:: STRONA ::

Podżegacze z Brzozowa
Nie miałem zamiaru zabić Władysława Owoca, chociaż Stankiewicz kazał mi „strzelać wprost w łeb, jak w psa”. I żebym nie żałował kul, gdyby trzeba było (...). Codziennie dawał mi browning i uczył go nabijać. Bałem się odmówić, bo mówił, że to z polecenia starosty Nazimka. I że jak się wycofam, to stracę posadę w Kasie Komunalnej i wystawią mi taki „wilczy bilet”, że nigdzie już nie znajdę pracy.
W niedzielę, 14 maja 1933 r., w całym powiecie brzozowskim (wówczas woj. lwowskie), odbywały się wiece polityczne. W samym Brzozowie, leżącym ok. 25 km od Sanoka, prezentował się m.in. poseł BBWR-u: gen. bryg. w st. spocz. Andrzej Galica; w nieodległej Dydni i Grabownicy agitowali członkowie Stronnictwa Narodowego z posłem Stanisławem Rymarem na czele. Towarzyszyli mu m.in.: Jan Chudzik, były osobisty sekretarz prezesa SN Romana Dmowskiego, oraz emerytowany major WP Władysław Owoc, sekretarz brzozowskiego oddziału stronnictwa.
Po zakończonym wiecu działacze SN gościli u księdza Kazimierza Dutkiewicza, proboszcza brzozowskiej parafii. Dzielili się wrażeniami z odbytych mitingów, podkreślali duże zainteresowanie mieszkańców powiatu programem stronnictwa, czego dowodem miały być gromkie oklaski sporej rzeszy słuchaczy, żywo reagujących na wystąpienia posła Rymara i miejscowych działaczy SN. Proboszcz Dutkiewicz, który również nie ukrywał swych endeckich sympatii, z satysfakcją potwierdził, że wśród lokalnej społeczności nie brakuje zwolenników Stronnictwa Narodowego. To zasługa – mówił - miejscowych działaczy partii, majora Owoca i magistra Chudzika, bardzo aktywnych, potrafiących przekonać do idei narodowych nie tylko brzozowian, ale i mieszkańców sąsiednich powiatów. 29-letni Jan Chudzik, na przykład, szczególnie zaangażował się w działalność na rzecz tutejszej społeczności – podkreślał duchowny. Kierował lokalną Sekcją Młodych SN, a jako aplikant notarialny udzielał mieszkańcom bezpłatnych porad prawnych, czym zaskarbił sobie ich wdzięczność i zyskał dużą popularność. Rosnące poparcie dla ruchu narodowego nie uszło jednak uwagi lokalnych władz sanacyjnych, które nie szczędziły wysiłków, aby zdyskredytować swych politycznych przeciwników .

:::
:: WIERSZE DANYCH ::

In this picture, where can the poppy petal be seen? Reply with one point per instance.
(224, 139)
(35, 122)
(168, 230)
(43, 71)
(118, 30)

:::

ZADANIA DO WYKONANIA:
• A. Przepisz z tekstu o podżegaczach z Brzozowa fragment od „Podżegacze z Brzozowa” aż do „nie znajdę pracy.”.
• B. Odpowiedz krótko na pytania do tekstu o podżegaczach z Brzozowa:
(i) Którego dnia odbywały się wiece polityczne w powiecie brzozowskim?
(ii) Jaką funkcję pełnił Władysław Owoc w Stronnictwie Narodowym?
(iii) U kogo gościli działacze SN po zakończonym wiecu?
Dane stanowią materiał odrębny od tekstu.

LISTA ROZWIĄZAŃ:
• A.
Podżegacze z Brzozowa
Nie miałem zamiaru zabić Władysława Owoca, chociaż Stankiewicz kazał mi „strzelać wprost w łeb, jak w psa”. I żebym nie żałował kul, gdyby trzeba było (...). Codziennie dawał mi browning i uczył go nabijać. Bałem się odmówić, bo mówił, że to z polecenia starosty Nazimka. I że jak się wycofam, to stracę posadę w Kasie Komunalnej i wystawią mi taki „wilczy bilet”, że nigdzie już nie znajdę pracy.

• B.
(i) W niedzielę, 14 maja 1933 r.
(ii) Był sekretarzem brzozowskiego oddziału stronnictwa.
(iii) U księdza Kazimierza Dutkiewicza, proboszcza brzozowskiej parafii.